GENUSS

Subversive Schlucke

„Zur Erholung kommt ein Musikpro­duzent in die Obersteiermark. Es ist der Agent mit dem Riecher für den Trend …“ Ja, zum Einstieg gibt’s diesmal ein wenig Retro-Lyrics (wer erkennt sie?). Weil: Glaskugeln wurden für meinen Geschmack genug ausgepackt in letzter Zeit. Als Mann des bezahlten Wortes rieb man sich (verbotenerweise) die Augen, in wie vielen Varianten man „es wird heftig werden“ formulieren kann. Womit wir beim Musikproduzenten wären, mit dem das Fastenbrechen (= erster Tag beim Wirten) nach Corona-Kasernierung begangen wurde. Ort des Geschehens war zwar nicht die Obersteiermark, aber der Hochwechsel war zumindest schon im Blickfeld meines Freundes. Vor allem aber hatte Mister K. wieder einen Trend ausgemacht.

Es sprach nicht der Cabernet (Wellanschitz „Rüsselsgrund“ 2015), der nach den Seideln und dem Veltliner-­Federspiel aufgetragen wurde, aus ihm. Es war auch kein Verhören möglich. Außer der Stammtischrunde, die nach Marder-Kot-Sichtung einen Gas-Angriff im Vorgarten plante, war keiner da. „So schlecht war das gar nicht“. Das hatte der Musikproduzent offenbar wirklich über den „Lockdown“ gesagt. Einem Rettungsgriff zur Flasche zuvorkommend, setzte er hinzu: „Da haben sich jetzt einige zurückgenommen“. Plötzlich erreiche er Menschen wieder, die immer zu „busy“ für Rückrufe waren. Oder schlicht im Homeoffice nicht vom Vorzimmer-Modell CINZ (= Chef ist nicht zugegen) abgeschirmt werden.

**Aufgaben:**
• 1. Geben Sie im Textauszug alles von „Subversive Schlucke“ bis hin zu „einen Trend ausgemacht.“ wieder und ersetzen Sie dabei „Obersteiermark“ durch „Südsteiermark“.
• 2. Beantworten Sie anhand des Textauszugs:
(a) Welcher Berg war im Blickfeld des Freundes?
(b) Welcher Cabernet wurde aufgetragen?
(c) Wofür steht CINZ?

**Angezeigte Daten:**
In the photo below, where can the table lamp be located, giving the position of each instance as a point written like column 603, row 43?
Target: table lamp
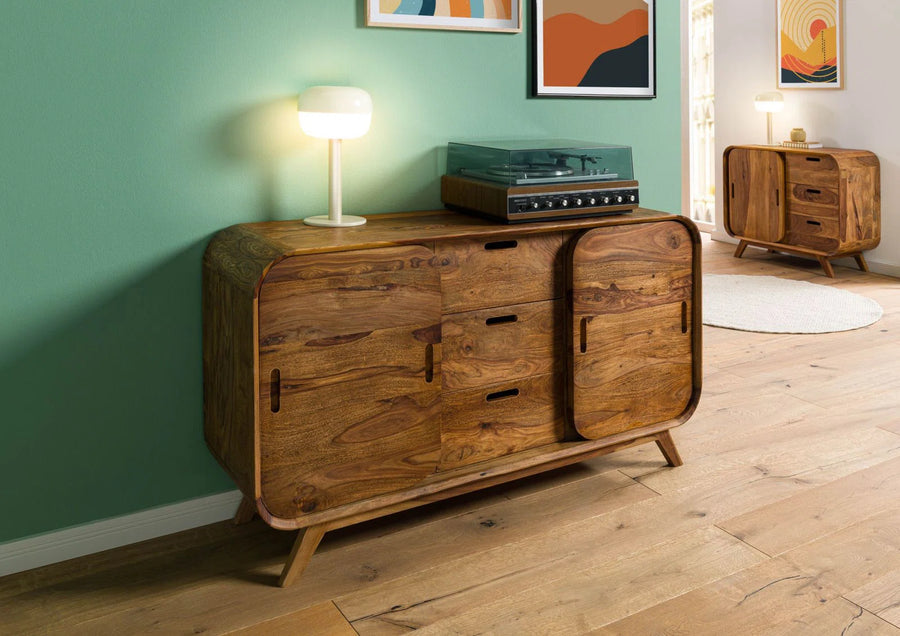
column 769, row 103
column 334, row 113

**Lösungen:**
• 1.
Subversive Schlucke

„Zur Erholung kommt ein Musikpro­duzent in die Südsteiermark. Es ist der Agent mit dem Riecher für den Trend …“ Ja, zum Einstieg gibt’s diesmal ein wenig Retro-Lyrics (wer erkennt sie?). Weil: Glaskugeln wurden für meinen Geschmack genug ausgepackt in letzter Zeit. Als Mann des bezahlten Wortes rieb man sich (verbotenerweise) die Augen, in wie vielen Varianten man „es wird heftig werden“ formulieren kann. Womit wir beim Musikproduzenten wären, mit dem das Fastenbrechen (= erster Tag beim Wirten) nach Corona-Kasernierung begangen wurde. Ort des Geschehens war zwar nicht die Südsteiermark, aber der Hochwechsel war zumindest schon im Blickfeld meines Freundes. Vor allem aber hatte Mister K. wieder einen Trend ausgemacht.

• 2.
(a) Der Hochwechsel.
(b) Wellanschitz „Rüsselsgrund“ 2015.
(c) Chef ist nicht zugegen.